[Data items]
>>
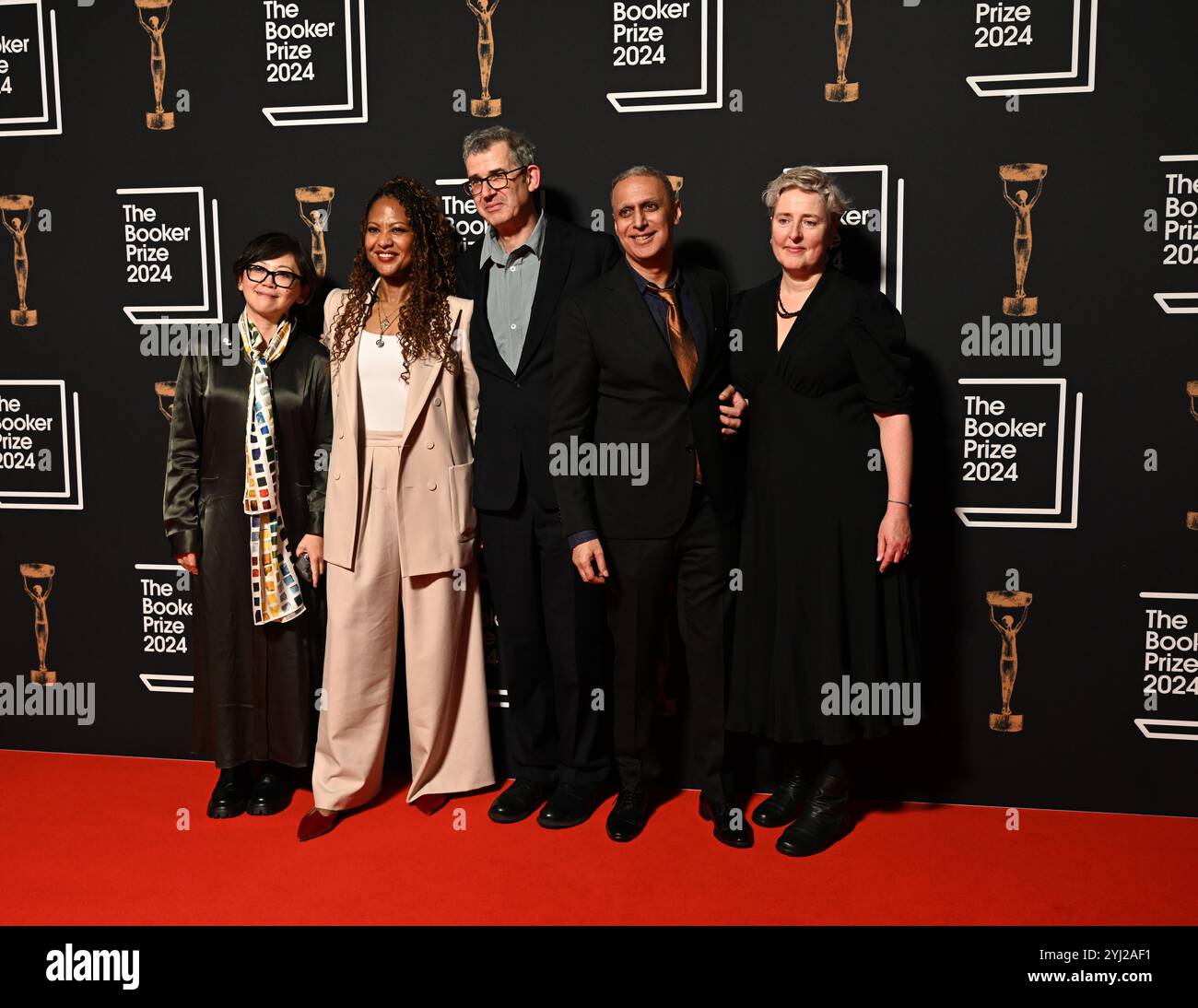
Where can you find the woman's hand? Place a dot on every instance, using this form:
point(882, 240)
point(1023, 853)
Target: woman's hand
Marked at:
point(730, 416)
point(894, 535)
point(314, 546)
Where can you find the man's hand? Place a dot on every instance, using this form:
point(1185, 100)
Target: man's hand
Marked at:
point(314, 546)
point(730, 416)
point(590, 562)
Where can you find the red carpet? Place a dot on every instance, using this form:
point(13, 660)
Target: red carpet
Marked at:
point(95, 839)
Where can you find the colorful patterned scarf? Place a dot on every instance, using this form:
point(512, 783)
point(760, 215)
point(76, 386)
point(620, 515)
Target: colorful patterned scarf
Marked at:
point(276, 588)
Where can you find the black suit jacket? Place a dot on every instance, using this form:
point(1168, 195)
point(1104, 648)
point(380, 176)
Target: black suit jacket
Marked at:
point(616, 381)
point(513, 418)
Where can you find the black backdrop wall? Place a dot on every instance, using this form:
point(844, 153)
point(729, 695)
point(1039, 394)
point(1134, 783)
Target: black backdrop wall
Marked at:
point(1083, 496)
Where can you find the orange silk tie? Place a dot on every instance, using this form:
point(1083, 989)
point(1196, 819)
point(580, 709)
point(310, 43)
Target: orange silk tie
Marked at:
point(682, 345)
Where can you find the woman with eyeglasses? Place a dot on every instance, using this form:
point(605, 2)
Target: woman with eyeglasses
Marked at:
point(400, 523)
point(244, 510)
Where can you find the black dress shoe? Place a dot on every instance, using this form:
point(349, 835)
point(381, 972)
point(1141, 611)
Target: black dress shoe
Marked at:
<<
#### AIM OF THE EXERCISE
Can you recast the listing, from its start through the line containing "point(1083, 496)", as a Markdown table with the columns No. and Text? Give one row per line, skip blank lines, and leave the pictures out.

#### SOLUTION TO THIS EXERCISE
| No. | Text |
|---|---|
| 1 | Where can you find the woman's hand? Place a dot on every instance, using this form: |
| 2 | point(882, 240) |
| 3 | point(1023, 853) |
| 4 | Target: woman's hand |
| 5 | Marked at: |
| 6 | point(730, 416) |
| 7 | point(894, 535) |
| 8 | point(314, 546) |
| 9 | Where can you find the man's hand? Place a dot on every instance, using this form: |
| 10 | point(1185, 100) |
| 11 | Target: man's hand |
| 12 | Marked at: |
| 13 | point(314, 546) |
| 14 | point(730, 416) |
| 15 | point(590, 562) |
| 16 | Where can you find the red carpet? Place a dot on every instance, using this form: |
| 17 | point(13, 660) |
| 18 | Target: red carpet |
| 19 | Marked at: |
| 20 | point(95, 839) |
| 21 | Where can you find the colorful patterned scarf? Place a dot on every instance, using this form: |
| 22 | point(512, 783) |
| 23 | point(760, 215) |
| 24 | point(76, 386) |
| 25 | point(620, 515) |
| 26 | Target: colorful patterned scarf |
| 27 | Marked at: |
| 28 | point(276, 588) |
| 29 | Where can you find the black suit jacket? Place a dot on every instance, using this form: |
| 30 | point(1168, 195) |
| 31 | point(1104, 648) |
| 32 | point(380, 176) |
| 33 | Target: black suit jacket |
| 34 | Marked at: |
| 35 | point(616, 381) |
| 36 | point(513, 418) |
| 37 | Where can you find the black backdrop wall? Place a dot on every instance, using this form: |
| 38 | point(844, 153) |
| 39 | point(729, 695) |
| 40 | point(1039, 394) |
| 41 | point(1134, 783) |
| 42 | Target: black backdrop wall |
| 43 | Marked at: |
| 44 | point(1083, 496) |